* Goal:
Copy the material from the line containing "[mark] antenna on" through the end, both ends included, keeping the requests and shifting every coordinate in the answers by adding 72 to each number. Leave the pictures out.

* Material supplied:
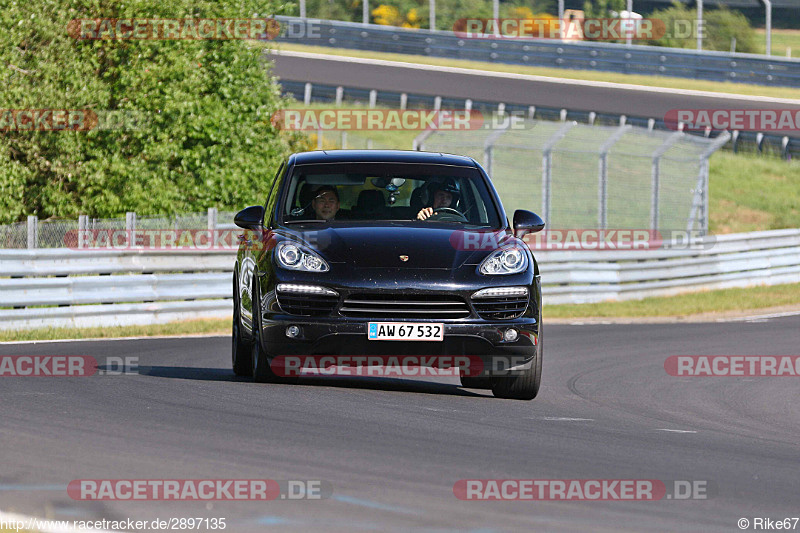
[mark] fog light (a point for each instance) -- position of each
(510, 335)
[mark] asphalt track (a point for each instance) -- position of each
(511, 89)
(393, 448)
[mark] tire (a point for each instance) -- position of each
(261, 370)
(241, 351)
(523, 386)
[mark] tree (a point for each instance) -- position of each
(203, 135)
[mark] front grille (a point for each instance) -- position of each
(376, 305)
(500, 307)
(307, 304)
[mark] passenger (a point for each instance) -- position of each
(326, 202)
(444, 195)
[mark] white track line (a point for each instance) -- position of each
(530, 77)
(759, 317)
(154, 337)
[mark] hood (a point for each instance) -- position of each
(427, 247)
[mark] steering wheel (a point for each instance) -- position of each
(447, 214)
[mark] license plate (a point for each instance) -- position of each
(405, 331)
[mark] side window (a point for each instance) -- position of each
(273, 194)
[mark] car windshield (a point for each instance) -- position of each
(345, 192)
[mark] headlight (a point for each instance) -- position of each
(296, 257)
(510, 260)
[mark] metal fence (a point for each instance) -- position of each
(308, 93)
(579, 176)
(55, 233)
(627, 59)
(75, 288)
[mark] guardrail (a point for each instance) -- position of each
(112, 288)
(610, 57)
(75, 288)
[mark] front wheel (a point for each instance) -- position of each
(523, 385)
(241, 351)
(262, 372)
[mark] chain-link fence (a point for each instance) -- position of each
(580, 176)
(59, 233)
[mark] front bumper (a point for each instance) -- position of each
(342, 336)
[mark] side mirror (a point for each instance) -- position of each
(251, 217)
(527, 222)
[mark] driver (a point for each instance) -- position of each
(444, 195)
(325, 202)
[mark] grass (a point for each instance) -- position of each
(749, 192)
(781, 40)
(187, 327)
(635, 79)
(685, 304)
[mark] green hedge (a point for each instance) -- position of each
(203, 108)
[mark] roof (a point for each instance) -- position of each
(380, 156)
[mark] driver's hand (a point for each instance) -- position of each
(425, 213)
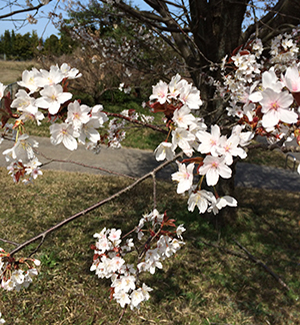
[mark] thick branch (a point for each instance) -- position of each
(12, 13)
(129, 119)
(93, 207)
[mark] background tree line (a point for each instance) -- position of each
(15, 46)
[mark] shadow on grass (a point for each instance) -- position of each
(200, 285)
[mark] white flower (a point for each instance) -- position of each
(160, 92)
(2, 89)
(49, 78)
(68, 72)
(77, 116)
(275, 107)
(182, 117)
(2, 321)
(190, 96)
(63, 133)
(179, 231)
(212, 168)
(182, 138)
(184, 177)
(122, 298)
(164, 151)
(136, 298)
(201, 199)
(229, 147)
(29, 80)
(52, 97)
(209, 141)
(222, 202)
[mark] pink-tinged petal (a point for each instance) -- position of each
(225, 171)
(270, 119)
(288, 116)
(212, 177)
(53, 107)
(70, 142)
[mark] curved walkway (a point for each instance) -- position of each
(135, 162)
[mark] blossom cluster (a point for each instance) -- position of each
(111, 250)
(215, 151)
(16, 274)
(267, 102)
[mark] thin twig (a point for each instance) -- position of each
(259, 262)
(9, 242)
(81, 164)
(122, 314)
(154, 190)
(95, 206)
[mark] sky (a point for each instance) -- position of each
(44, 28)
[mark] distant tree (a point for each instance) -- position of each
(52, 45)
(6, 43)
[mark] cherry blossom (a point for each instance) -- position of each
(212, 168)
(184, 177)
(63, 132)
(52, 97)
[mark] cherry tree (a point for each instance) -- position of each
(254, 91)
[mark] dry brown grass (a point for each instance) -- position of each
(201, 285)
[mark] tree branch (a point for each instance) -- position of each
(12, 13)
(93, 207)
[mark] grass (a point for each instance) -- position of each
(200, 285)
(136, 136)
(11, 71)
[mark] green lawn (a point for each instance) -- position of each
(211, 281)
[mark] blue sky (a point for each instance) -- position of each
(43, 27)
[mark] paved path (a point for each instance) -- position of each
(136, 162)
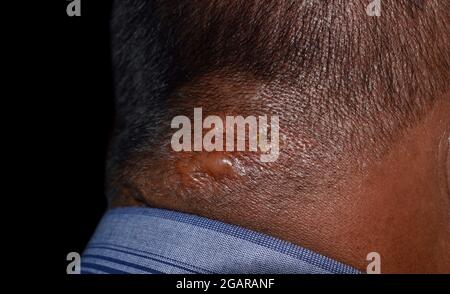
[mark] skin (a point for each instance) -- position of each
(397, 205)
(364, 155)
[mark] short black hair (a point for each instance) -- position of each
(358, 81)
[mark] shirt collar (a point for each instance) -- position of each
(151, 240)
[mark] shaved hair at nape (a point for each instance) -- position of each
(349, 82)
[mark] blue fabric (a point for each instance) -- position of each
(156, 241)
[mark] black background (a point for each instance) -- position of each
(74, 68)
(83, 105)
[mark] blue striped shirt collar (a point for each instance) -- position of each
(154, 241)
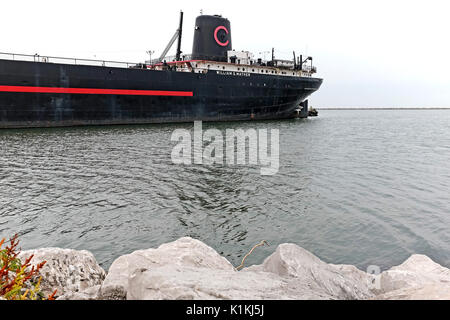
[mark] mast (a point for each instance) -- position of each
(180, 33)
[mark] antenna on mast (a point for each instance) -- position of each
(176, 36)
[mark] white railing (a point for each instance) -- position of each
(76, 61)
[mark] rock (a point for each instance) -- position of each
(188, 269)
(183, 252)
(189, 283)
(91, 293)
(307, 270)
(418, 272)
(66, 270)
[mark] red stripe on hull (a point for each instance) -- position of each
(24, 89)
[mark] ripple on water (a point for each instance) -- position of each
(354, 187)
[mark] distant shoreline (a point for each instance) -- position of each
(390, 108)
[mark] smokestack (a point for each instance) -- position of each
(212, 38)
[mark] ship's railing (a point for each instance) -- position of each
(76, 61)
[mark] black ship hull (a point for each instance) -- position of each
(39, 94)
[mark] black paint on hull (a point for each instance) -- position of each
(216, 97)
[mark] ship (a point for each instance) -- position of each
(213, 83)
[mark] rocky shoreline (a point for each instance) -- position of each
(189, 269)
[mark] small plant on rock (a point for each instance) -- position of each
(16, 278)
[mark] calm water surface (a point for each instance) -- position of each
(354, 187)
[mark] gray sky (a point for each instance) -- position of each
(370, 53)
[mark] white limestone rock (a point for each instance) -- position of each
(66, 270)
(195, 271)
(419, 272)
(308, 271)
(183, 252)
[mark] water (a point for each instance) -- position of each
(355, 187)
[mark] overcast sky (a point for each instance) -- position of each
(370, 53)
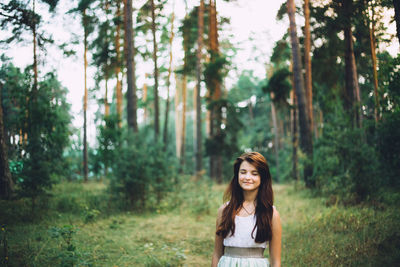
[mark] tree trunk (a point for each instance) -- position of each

* Exercise result:
[mark] antenna on mast (a point for each instance) -- position of each
(248, 108)
[mark] white railing (a point for each instance) -- position of each
(148, 133)
[mark] rock (a point for each instance) -- position of each
(260, 341)
(255, 324)
(261, 355)
(163, 365)
(379, 342)
(490, 344)
(138, 342)
[mark] red stripe on hull (a point for each instance) -- position of each
(96, 161)
[mark] ripple on water (a point for each instance) -- position of each
(426, 259)
[mark] distant shoreline (a point for each instance) -- position of each
(462, 180)
[mark] smokestack (a point for each instance) -- position of each
(284, 110)
[mark] ship's railing (a point for each instance) -- position of each
(148, 133)
[mark] black ship hull (a point for each instance) -- position of each
(111, 166)
[mark] black paint on hull (a point for each instance) -- position of each
(288, 169)
[mark] ship (a point for each instance) -- position of each
(285, 155)
[mark] rocky shoreline (a point for each instance) -- position of each
(261, 341)
[mark] small plant on rock (a point for each instance) -- position of each
(88, 350)
[mark] calm water surface (a point for each instance) -- position of each
(426, 259)
[mark] gray sky (a point for each instance) -- position of each
(442, 125)
[mark] white limestone rock (a point for each instance) -- position of each
(138, 342)
(267, 343)
(491, 344)
(380, 343)
(255, 324)
[mark] water (a point for each instance) -- position of each
(427, 259)
[mark] overcast sky (a point for each instance) -- position of each
(442, 125)
[mark] tree trunk (a point for each instance) -- position of each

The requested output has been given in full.